=== Input material ===
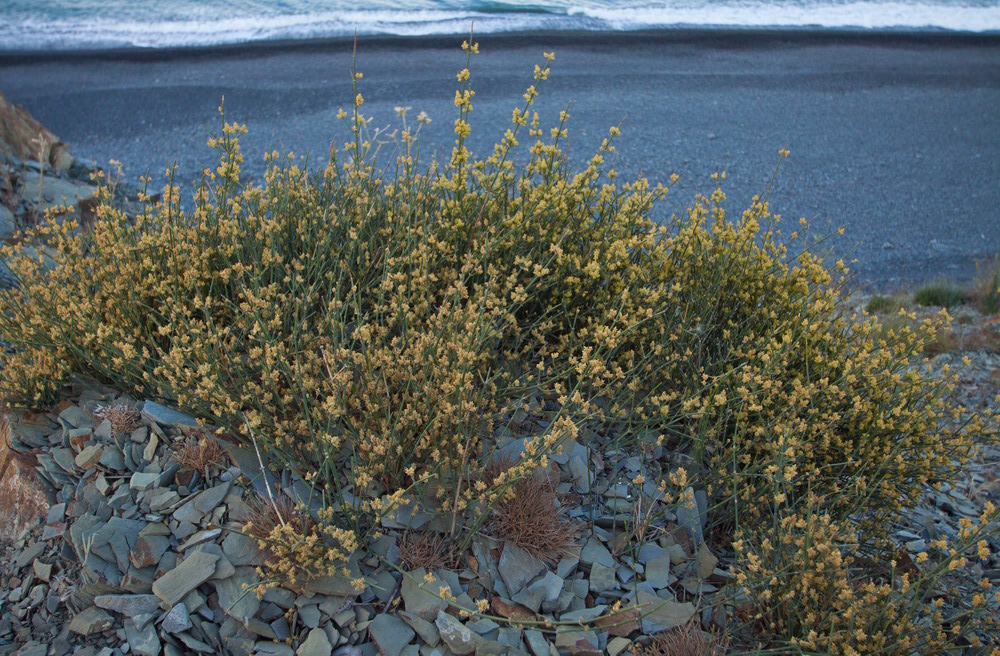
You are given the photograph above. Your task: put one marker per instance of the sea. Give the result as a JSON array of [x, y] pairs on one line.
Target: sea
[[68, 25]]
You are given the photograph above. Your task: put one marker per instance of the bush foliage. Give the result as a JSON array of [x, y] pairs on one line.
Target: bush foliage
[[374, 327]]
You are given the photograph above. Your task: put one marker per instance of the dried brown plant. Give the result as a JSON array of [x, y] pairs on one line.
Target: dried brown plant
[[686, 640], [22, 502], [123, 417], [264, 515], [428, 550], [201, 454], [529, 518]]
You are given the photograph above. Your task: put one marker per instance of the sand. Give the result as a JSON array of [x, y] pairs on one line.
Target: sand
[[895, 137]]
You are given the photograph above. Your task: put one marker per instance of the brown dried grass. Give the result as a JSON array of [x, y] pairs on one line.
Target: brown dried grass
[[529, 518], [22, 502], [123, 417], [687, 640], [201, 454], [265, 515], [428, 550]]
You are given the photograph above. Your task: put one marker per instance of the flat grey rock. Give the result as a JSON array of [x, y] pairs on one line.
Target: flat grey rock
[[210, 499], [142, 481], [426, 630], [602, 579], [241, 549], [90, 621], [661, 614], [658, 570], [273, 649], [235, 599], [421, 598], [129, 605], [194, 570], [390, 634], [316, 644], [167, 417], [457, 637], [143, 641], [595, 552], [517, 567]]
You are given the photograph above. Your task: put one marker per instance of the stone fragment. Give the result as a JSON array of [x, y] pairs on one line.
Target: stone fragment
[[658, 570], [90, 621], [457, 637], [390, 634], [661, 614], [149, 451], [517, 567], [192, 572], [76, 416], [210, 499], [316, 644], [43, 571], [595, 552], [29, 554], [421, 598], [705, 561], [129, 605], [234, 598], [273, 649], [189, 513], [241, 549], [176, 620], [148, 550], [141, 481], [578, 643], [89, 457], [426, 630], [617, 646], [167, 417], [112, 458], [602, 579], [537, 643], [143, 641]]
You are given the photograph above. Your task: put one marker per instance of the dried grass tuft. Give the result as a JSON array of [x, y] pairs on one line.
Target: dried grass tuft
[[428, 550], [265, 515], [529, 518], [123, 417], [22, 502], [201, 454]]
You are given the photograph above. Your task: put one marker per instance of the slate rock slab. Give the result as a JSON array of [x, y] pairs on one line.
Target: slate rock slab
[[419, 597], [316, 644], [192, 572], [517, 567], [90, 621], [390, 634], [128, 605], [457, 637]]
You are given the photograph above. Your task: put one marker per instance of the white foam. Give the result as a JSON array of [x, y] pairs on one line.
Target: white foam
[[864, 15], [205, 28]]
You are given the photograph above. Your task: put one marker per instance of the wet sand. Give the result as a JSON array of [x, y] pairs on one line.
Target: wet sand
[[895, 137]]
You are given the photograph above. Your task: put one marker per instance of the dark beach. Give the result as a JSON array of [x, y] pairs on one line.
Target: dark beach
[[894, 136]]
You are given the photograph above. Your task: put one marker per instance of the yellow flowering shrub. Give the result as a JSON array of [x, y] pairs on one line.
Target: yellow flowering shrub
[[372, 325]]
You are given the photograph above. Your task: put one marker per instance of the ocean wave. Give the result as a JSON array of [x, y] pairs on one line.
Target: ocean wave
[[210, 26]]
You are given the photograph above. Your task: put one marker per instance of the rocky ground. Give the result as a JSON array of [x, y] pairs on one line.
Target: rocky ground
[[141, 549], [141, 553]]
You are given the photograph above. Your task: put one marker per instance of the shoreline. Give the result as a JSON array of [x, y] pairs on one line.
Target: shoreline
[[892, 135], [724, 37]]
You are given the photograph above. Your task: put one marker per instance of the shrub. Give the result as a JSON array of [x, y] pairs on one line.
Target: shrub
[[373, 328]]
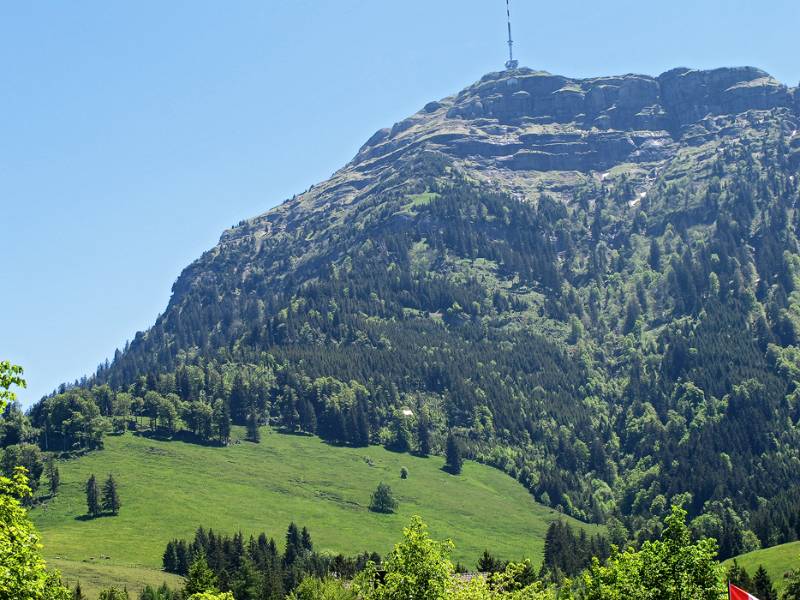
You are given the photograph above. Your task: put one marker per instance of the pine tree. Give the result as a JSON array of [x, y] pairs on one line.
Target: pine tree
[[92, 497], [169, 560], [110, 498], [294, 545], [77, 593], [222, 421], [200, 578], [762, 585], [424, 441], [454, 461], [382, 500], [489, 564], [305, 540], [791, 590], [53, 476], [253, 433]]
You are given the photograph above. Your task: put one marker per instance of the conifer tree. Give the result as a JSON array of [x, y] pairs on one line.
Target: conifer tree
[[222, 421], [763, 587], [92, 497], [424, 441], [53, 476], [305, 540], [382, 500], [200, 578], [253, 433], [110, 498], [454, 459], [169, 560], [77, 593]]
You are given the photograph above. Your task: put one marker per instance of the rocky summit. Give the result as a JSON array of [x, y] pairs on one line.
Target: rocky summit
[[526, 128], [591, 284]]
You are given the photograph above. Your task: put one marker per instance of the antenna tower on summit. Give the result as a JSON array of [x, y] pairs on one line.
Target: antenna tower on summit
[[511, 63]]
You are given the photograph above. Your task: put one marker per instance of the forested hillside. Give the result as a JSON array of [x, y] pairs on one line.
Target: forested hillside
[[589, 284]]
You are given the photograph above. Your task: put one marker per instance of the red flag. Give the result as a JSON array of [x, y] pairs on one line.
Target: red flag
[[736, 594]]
===
» **Work required**:
Reproduce every line above word for word, from the first to the last, leaving out the pictures.

» **Complete response**:
You are given the photograph above. Your task: put one marker per instance of the sea. Give the result as a JSON array of [x, y] pairs on one line.
Target: sea
[[68, 25]]
You are given the photograph above. Your task: put one marker per instance of the bush foliage. Give the result as a JSON array of [x, y] pairs on one line.
Target: bush foliage
[[374, 327]]
You are given the photograph above. Your task: put one marker per instance of the dried brown plant. Give the result as a JSON array of [x, y] pairs on one line.
Target: dried brown plant
[[686, 640], [22, 502], [123, 417], [264, 515], [428, 550], [201, 454], [529, 518]]
You are given the photograph above. Your task: put one marker per instance of the sand. Give the result as a JSON array of [x, y] pairs on one line.
Target: sand
[[895, 137]]
You are given the photograph above. Your task: put one marker per instance of the brown dried grass. Give the result as a JSON array of [x, y] pairs on one line.
Target: brown dried grass
[[529, 518], [22, 502], [123, 417], [687, 640], [201, 454], [265, 515], [428, 550]]
You are given the photograph above. Your task: put one marker per instance of the flat grey rock. Give the result as a JSON array of [x, y] pairs on one line.
Target: flat grey rock
[[210, 499], [142, 481], [426, 630], [602, 579], [241, 549], [90, 621], [661, 614], [658, 570], [273, 649], [235, 599], [421, 598], [129, 605], [194, 570], [390, 634], [316, 644], [167, 417], [457, 637], [143, 641], [595, 552], [517, 567]]
You are given the photograph above. Your task: put one marker per instance of the stone fragment. Give the result as a JSON array of [x, y] pairs on one line.
Target: stone fragment
[[658, 570], [90, 621], [457, 637], [390, 634], [661, 614], [149, 451], [517, 567], [192, 572], [76, 416], [210, 499], [316, 644], [43, 571], [595, 552], [29, 554], [421, 598], [705, 561], [129, 605], [234, 598], [273, 649], [189, 513], [241, 549], [176, 620], [148, 550], [141, 481], [578, 643], [89, 457], [426, 630], [617, 646], [167, 417], [112, 458], [602, 579], [537, 643], [143, 641]]
You are given the photograph above. Your task: put one marker per instance of the dried grass tuft. Give the result as a JSON array of [x, y] pairs on one line.
Target: dried grass tuft
[[428, 550], [265, 515], [529, 518], [123, 417], [22, 502], [201, 454]]
You are given the photograph above. Your task: put one marker per instance of the slate rock slab. Give the result as a JSON array of [x, y] pairs on one line.
Target: slate rock slab
[[419, 597], [316, 644], [192, 572], [517, 567], [90, 621], [390, 634], [128, 605], [457, 637]]
You are given the photograph above. Your task: put one marker per instance of the white foam. Give the result as a JSON array of [x, y] pairs on one line.
Target: white foam
[[864, 15], [205, 28]]
You are given the photograph above. Your task: put one marker per instance of the wet sand. Give the result as a JSON array of [x, y] pairs on one line.
Target: wet sand
[[895, 137]]
You are given the photograph above. Your task: put one marker per instance of the dark beach. Give the result as a JSON array of [x, y] pairs on one line.
Target: dark beach
[[894, 136]]
You are given the photograph above. Your task: put one marker per instance of the yellow flowering shrub. Give the result as a JSON array of [x, y] pairs on one line.
Target: yellow flowering shrub
[[372, 325]]
You are given the photograph above. Your task: put one marker per instance of the ocean wave. Give the result as a JSON array of [x, y] pairs on one line.
Target: ocean wave
[[210, 26]]
You are given the photograph above. Your task: put one marker per instance of the rocky ground. Give the result as a JSON array of [x, y] pairs on one line.
Target: rocky ground
[[141, 549], [141, 553]]
You are given the photograph above. Your task: put one marker per instance of the shoreline. Give the result as a JSON array of [x, y] pairs on one line.
Target: shoreline
[[892, 135], [724, 37]]
You are given the photograph above. Your task: put one marker per instance of the shrub. Give the result as a JSON array of [x, y] pairs on one line.
Target: shrub
[[373, 328]]
You are given the photograph above. Your task: put one marker per instance of the pine tree. Give the result as a JSON array of [x, y] pairs on one line.
Target: pine tree
[[92, 497], [169, 560], [110, 498], [294, 545], [77, 593], [222, 421], [200, 578], [762, 585], [424, 441], [454, 461], [382, 500], [489, 564], [305, 540], [791, 590], [53, 476], [253, 433]]
You are given the photograph above. Your task: put one marker per instance of the conifer tree. Give the result as a JSON array of [x, y] pairs on one line.
Target: conifer tree
[[222, 421], [763, 587], [92, 497], [424, 441], [53, 476], [305, 540], [382, 500], [200, 578], [253, 433], [110, 498], [454, 459], [169, 560], [77, 593]]
You are given the photograph above. Your task: put one marker per instance of the rocky summit. Give the result as a JSON array of [x, y] pairs on one line.
Target: rocky summit
[[526, 128], [591, 284]]
You are given the photograph above. Your task: put one marker per instance of the antenna tower on summit. Give the result as a JSON array of [x, y] pairs on one line.
Target: antenna tower on summit
[[511, 63]]
You are given the photograph above. Your task: put one marker per instance of the forested hillside. Give the result as a JSON array of [x, y] pairs on one line.
Target: forested hillside
[[589, 284]]
You are given the photograph above. Your task: put one marker per instance of the red flag. Give the result as a JSON array of [x, y] pairs on one line.
Target: red flag
[[736, 594]]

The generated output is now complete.